Estratto da leggere ▸
-=-=-
Da magazziniere in una fabbrica di mobili a calciatore della Vecchia Signora. Merito di un'amichevole andata in scena nell'estate del 1992, contro la Caratese, fondamentale affinché i bianconeri potessero assumersi un rischio calcolato, ovvero lanciare nel grande calcio un ragazzo da svezzare nell'élite. Seguendo, così, l'istinto di un certo Giovanni Trapattoni.

L'uomo nato a Erba non hai mai fatto mistero di aver vissuto con passione e dignità la vita da falegname. Che, fiaba permettendo, a un certo punto sembrava dovesse diventare il pane quotidiano di Moreno. Sì, certo, grande corsa e voglia di spaccare il mondo. Ma quanti ce ne sono? Tanti, tantissimi. E pressoché nessuno di loro ha la fortuna di abbracciare il calcio professionistico.
-=-=-
Voci fornite ▸
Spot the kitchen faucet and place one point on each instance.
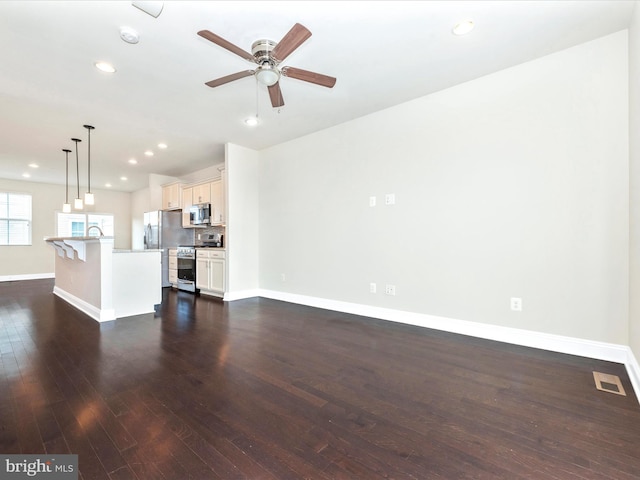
(95, 226)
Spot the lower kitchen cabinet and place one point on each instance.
(210, 271)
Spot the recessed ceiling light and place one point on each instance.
(129, 35)
(463, 27)
(105, 67)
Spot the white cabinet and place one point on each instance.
(187, 195)
(210, 271)
(217, 203)
(171, 197)
(202, 193)
(173, 267)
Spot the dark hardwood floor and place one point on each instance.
(260, 389)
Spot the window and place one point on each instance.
(15, 219)
(76, 224)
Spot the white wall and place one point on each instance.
(634, 177)
(47, 199)
(242, 201)
(512, 185)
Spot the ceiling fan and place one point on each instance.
(268, 55)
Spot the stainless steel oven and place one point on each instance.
(186, 268)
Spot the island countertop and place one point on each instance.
(97, 279)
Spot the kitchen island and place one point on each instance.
(104, 283)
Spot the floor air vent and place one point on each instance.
(608, 383)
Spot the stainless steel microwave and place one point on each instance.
(200, 214)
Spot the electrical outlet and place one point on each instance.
(516, 304)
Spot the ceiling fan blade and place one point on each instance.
(276, 95)
(218, 40)
(229, 78)
(307, 76)
(292, 40)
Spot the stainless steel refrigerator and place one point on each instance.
(163, 230)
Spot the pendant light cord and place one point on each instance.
(66, 176)
(77, 166)
(89, 128)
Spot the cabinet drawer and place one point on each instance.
(209, 253)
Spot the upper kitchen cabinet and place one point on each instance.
(171, 196)
(217, 203)
(201, 193)
(187, 201)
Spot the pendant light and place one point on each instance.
(77, 204)
(66, 207)
(88, 197)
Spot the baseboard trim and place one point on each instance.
(633, 369)
(29, 276)
(100, 315)
(240, 295)
(556, 343)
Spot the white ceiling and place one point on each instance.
(382, 53)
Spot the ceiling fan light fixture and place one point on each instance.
(129, 35)
(464, 27)
(267, 75)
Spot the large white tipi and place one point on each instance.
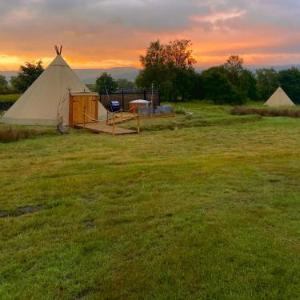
(46, 101)
(279, 98)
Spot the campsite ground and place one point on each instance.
(205, 206)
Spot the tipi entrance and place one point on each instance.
(83, 108)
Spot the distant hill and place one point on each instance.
(90, 75)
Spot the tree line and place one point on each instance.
(170, 68)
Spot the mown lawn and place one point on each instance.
(205, 206)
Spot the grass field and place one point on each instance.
(205, 206)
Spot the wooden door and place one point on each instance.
(83, 109)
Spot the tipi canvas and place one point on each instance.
(279, 98)
(47, 100)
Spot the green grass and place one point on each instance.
(205, 210)
(9, 98)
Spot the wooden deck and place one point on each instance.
(122, 118)
(102, 127)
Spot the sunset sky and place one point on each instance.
(113, 33)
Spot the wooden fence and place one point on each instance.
(125, 97)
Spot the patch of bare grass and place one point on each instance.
(266, 112)
(14, 133)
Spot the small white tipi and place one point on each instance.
(279, 98)
(47, 100)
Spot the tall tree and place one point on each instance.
(234, 67)
(27, 75)
(170, 68)
(218, 88)
(290, 82)
(267, 81)
(124, 83)
(106, 84)
(3, 85)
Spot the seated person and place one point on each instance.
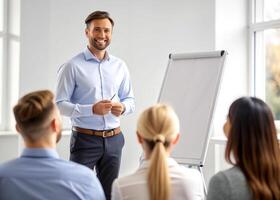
(39, 173)
(253, 150)
(159, 176)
-=-=-
Compiti ed esercizi ▸
A. Ripeti parola per parola il tratto del brano sul calciatore che va da "Da magazziniere in" fino a "certo Giovanni Trapattoni.".
B. Riscrivi in forma più breve il paragrafo del brano sul calciatore che comincia con "Da magazziniere in una fabbrica di mobili", conservandone i fatti principali.
C. Rispondi su righe separate a queste domande sul brano sul calciatore:
(i) Contro quale squadra si giocò l'amichevole dell'estate del 1992?
(ii) Dove è nato l'uomo di cui parla il brano?
(iii) Quale vita ha vissuto con passione e dignità?

Risposte ▸
A.
Da magazziniere in una fabbrica di mobili a calciatore della Vecchia Signora. Merito di un'amichevole andata in scena nell'estate del 1992, contro la Caratese, fondamentale affinché i bianconeri potessero assumersi un rischio calcolato, ovvero lanciare nel grande calcio un ragazzo da svezzare nell'élite. Seguendo, così, l'istinto di un certo Giovanni Trapattoni.

B. Il passaggio da magazziniere in una fabbrica di mobili a calciatore della Vecchia Signora si deve a un'amichevole contro la Caratese nell'estate del 1992. Quella partita permise ai bianconeri di assumersi un rischio calcolato, lanciando nel grande calcio un ragazzo da svezzare, come suggeriva l'istinto di Giovanni Trapattoni.

C.
(i) Contro la Caratese.
(ii) A Erba.
(iii) La vita da falegname.